-- Exercise materials start --

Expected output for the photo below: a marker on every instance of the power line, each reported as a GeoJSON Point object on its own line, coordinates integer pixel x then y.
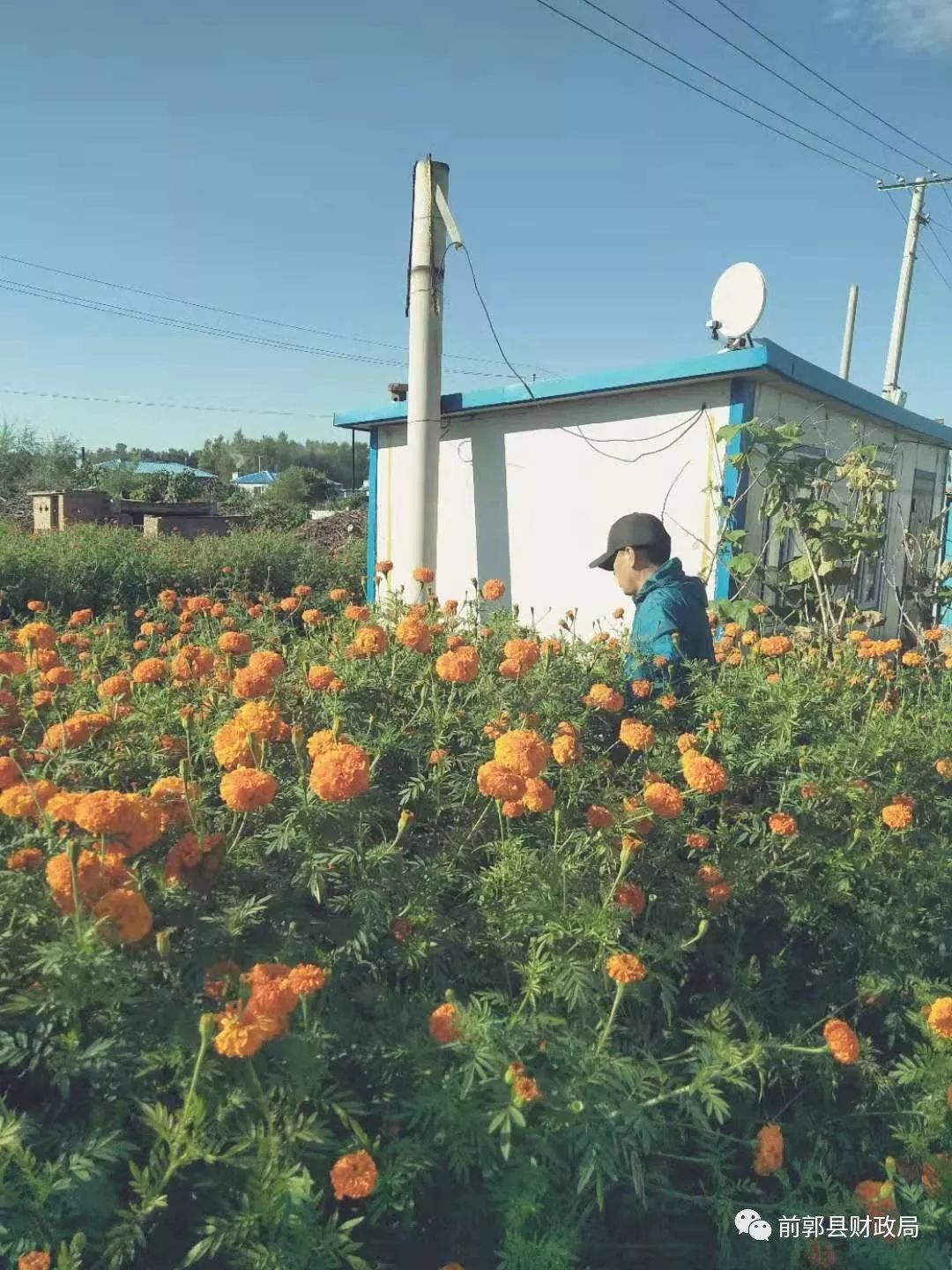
{"type": "Point", "coordinates": [167, 406]}
{"type": "Point", "coordinates": [831, 86]}
{"type": "Point", "coordinates": [730, 88]}
{"type": "Point", "coordinates": [219, 332]}
{"type": "Point", "coordinates": [227, 312]}
{"type": "Point", "coordinates": [784, 79]}
{"type": "Point", "coordinates": [710, 97]}
{"type": "Point", "coordinates": [922, 245]}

-- Exercise materials end --

Swap "power line" for "utility pole" throughout the data above and write it out again with everything else unchanged. Leave out the picture.

Expected output for the photo below: a marker on every instance of the utility pole, each reported as a GeoJSON Point object on its own line, coordinates integer pixel x then y.
{"type": "Point", "coordinates": [167, 406]}
{"type": "Point", "coordinates": [831, 86]}
{"type": "Point", "coordinates": [730, 88]}
{"type": "Point", "coordinates": [219, 332]}
{"type": "Point", "coordinates": [227, 312]}
{"type": "Point", "coordinates": [784, 79]}
{"type": "Point", "coordinates": [710, 97]}
{"type": "Point", "coordinates": [922, 245]}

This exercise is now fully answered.